* GIVEN REQUEST *
Copy out the lines of the records verbatim, starting at the line that contains "snowman's stone eye?" and ending at the line that contains "[152,600,286,712]", with both of those lines included.
____________
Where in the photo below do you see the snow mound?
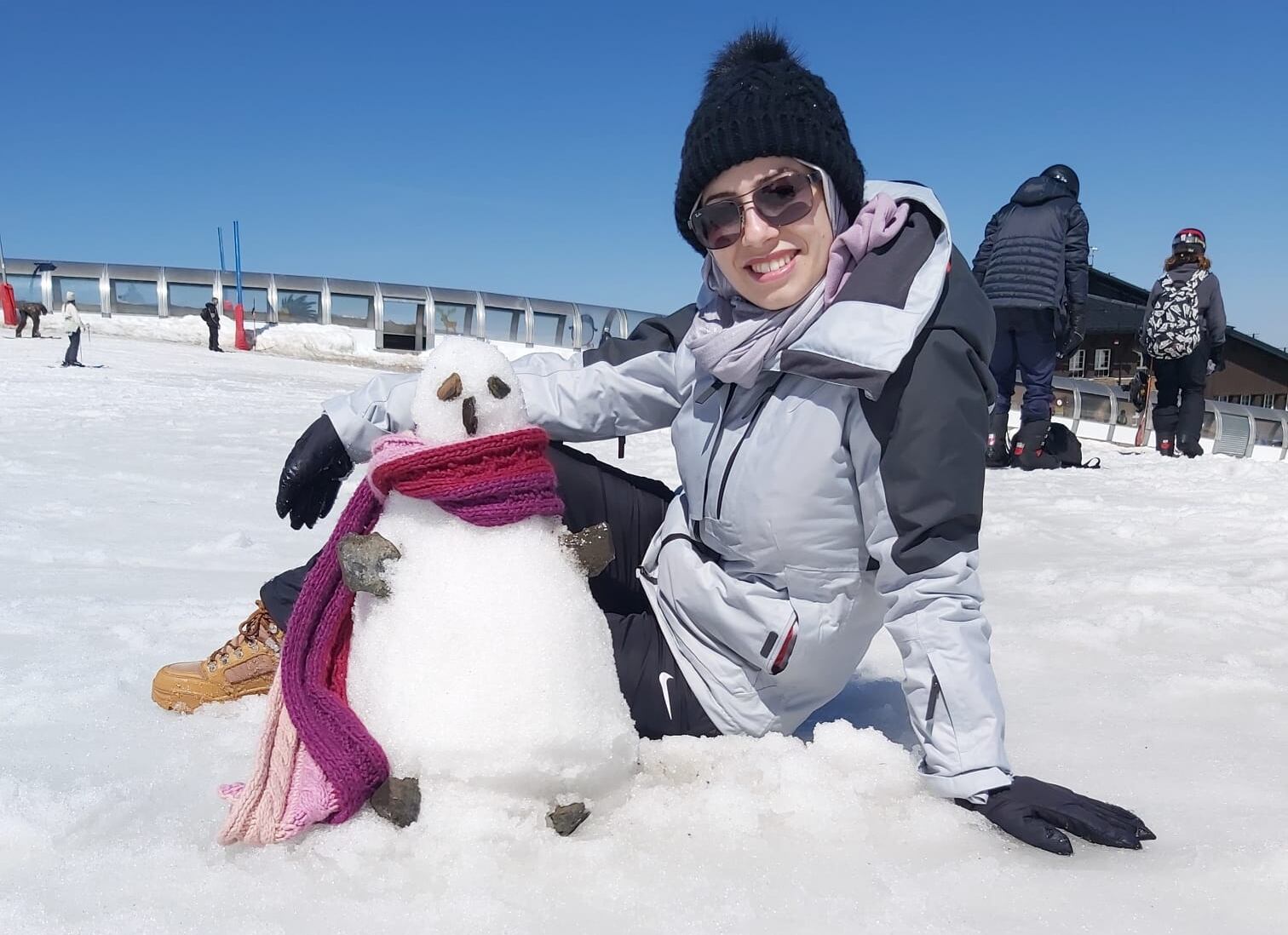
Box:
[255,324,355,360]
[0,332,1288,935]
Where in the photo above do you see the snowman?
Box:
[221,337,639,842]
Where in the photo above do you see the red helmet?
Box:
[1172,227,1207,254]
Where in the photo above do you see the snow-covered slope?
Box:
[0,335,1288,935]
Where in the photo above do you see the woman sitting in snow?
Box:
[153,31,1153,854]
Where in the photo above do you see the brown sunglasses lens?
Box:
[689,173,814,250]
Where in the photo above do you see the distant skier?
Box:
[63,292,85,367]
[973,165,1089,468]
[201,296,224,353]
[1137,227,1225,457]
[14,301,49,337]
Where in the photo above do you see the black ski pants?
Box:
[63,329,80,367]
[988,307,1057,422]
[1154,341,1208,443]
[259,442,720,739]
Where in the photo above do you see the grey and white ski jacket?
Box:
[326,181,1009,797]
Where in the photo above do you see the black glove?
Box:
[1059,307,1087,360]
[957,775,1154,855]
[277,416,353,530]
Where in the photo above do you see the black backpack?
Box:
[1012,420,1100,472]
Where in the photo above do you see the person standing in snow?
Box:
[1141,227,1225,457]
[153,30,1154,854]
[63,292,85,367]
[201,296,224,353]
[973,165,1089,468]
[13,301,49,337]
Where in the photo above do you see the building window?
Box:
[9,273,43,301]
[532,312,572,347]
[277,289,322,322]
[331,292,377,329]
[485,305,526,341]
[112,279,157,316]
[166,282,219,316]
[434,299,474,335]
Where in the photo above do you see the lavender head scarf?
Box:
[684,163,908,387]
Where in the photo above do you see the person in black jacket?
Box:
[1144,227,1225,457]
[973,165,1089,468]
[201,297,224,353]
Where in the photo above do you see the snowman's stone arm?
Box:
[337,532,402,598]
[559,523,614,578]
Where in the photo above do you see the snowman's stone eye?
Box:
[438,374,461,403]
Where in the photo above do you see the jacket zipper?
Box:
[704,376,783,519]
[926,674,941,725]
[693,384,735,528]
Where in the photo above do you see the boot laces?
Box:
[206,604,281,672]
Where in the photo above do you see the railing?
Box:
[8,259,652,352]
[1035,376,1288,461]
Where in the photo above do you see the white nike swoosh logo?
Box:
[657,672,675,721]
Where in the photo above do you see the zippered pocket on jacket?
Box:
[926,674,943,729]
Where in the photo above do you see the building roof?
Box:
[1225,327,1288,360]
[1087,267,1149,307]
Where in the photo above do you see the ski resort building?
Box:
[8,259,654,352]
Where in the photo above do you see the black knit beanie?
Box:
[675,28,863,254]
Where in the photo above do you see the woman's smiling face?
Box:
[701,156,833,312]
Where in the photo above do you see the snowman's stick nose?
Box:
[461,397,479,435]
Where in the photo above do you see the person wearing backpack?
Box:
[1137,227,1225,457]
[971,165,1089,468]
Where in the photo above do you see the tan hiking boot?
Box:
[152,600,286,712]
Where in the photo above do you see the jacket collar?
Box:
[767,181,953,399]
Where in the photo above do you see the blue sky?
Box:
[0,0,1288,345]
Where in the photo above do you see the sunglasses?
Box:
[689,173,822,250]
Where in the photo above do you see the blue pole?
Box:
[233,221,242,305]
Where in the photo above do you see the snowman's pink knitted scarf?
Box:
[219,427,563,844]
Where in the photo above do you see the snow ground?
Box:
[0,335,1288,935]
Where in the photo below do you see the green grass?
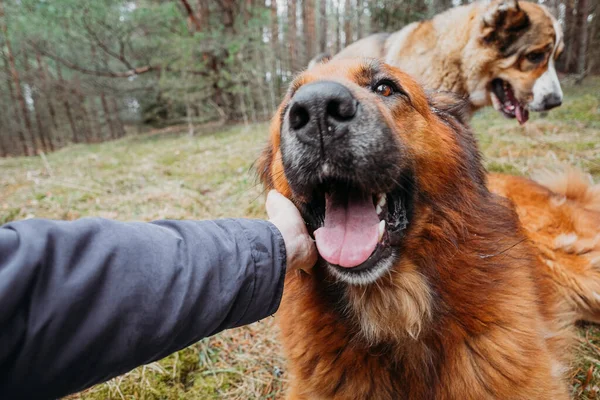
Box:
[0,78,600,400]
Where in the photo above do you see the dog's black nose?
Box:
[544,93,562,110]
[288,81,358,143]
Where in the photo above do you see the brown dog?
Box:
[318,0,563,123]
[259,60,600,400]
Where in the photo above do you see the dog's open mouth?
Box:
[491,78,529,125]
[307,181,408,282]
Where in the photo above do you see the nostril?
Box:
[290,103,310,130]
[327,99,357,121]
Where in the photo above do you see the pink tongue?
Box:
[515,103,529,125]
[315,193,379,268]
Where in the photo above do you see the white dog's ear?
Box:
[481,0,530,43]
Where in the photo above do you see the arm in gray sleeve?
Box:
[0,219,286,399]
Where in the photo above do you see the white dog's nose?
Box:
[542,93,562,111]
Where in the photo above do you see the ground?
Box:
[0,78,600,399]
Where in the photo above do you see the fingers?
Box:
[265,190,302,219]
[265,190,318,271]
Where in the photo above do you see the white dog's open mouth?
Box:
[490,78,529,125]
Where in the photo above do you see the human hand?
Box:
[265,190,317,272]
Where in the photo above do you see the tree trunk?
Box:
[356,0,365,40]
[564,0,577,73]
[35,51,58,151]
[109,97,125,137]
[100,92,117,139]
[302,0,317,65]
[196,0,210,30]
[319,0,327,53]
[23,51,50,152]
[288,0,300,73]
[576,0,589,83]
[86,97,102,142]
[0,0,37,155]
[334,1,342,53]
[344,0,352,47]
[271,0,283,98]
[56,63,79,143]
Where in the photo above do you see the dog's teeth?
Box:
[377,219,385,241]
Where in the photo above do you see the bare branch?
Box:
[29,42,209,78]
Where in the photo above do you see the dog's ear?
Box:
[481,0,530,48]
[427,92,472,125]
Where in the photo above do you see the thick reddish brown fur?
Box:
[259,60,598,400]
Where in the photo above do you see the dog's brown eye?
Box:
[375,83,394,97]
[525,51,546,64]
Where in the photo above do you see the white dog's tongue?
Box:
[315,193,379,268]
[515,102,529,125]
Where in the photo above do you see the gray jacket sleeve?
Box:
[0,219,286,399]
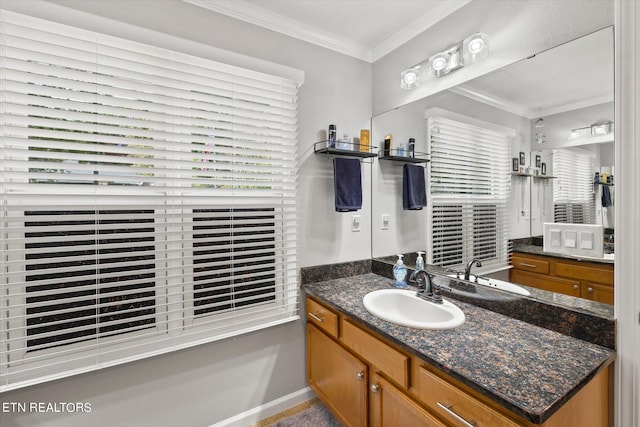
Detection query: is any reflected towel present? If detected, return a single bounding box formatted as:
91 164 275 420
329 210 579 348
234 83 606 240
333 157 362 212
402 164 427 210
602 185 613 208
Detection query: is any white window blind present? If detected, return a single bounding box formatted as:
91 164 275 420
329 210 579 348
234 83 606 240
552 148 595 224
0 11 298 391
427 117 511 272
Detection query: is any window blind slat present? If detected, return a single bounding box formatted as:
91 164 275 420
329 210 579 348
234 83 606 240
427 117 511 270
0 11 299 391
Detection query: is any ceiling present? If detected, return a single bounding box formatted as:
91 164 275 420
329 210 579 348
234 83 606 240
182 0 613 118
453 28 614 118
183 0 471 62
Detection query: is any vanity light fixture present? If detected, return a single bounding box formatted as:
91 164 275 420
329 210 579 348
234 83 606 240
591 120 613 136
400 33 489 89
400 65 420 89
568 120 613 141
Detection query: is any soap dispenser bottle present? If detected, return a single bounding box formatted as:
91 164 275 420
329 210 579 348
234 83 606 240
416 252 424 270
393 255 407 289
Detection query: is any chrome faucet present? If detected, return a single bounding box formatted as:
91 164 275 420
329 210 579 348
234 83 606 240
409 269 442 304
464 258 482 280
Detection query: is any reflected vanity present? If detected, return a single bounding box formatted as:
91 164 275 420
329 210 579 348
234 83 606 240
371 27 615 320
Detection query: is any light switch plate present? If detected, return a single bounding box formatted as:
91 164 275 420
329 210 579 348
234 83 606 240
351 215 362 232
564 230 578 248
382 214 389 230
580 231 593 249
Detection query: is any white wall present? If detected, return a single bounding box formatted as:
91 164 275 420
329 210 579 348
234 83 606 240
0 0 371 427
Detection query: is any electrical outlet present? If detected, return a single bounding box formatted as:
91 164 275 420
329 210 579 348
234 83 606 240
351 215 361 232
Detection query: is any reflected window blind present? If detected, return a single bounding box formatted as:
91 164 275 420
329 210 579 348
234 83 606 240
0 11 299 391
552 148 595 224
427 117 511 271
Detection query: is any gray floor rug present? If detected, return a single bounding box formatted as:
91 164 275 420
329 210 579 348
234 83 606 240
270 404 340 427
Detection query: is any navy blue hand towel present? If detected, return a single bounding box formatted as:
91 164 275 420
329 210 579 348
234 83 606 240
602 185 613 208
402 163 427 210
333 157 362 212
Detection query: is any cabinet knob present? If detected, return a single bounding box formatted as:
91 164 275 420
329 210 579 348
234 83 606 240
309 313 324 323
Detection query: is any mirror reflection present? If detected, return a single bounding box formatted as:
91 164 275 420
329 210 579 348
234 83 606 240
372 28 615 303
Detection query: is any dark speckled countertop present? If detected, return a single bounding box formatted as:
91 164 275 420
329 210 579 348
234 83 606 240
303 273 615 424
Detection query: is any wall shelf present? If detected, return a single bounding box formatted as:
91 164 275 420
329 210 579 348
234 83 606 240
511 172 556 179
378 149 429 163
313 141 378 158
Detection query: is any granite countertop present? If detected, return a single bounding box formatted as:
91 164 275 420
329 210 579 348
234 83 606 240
____________
* RESULT OF THE TASK *
Where in the photo above do you see the snowman's stone eye?
Box:
[438,374,461,403]
Where in the photo above do you see the jacket zipper?
Box:
[704,376,783,519]
[926,674,941,725]
[693,384,735,528]
Where in the photo above do you see the boot laces?
Box:
[206,604,281,672]
Where in the photo above do you see the railing?
Box:
[8,259,652,352]
[1035,376,1288,461]
Where in the photo above do you see the white nike swoosh logo?
Box:
[657,672,675,721]
Where in the photo above do you see the zippered pocket on jacket?
Box:
[926,674,943,729]
Where in the photo above do you see the building roof?
Box:
[1225,327,1288,360]
[1087,267,1149,307]
Where in the photo above do you see the ski resort building?
Box:
[8,259,654,352]
Where in the photo above do you see the black knit beanie?
Box:
[675,28,863,254]
Where in the photo above do you see the woman's smiling face?
Box:
[701,156,833,312]
Where in the photo above do you see the snowman's stick nose?
Box:
[461,397,479,435]
Where in the photo above do you see the person wearing backpack?
Box:
[1137,227,1225,457]
[971,165,1089,468]
Where in the photo above do you see the tan hiking boot?
Box:
[152,600,286,712]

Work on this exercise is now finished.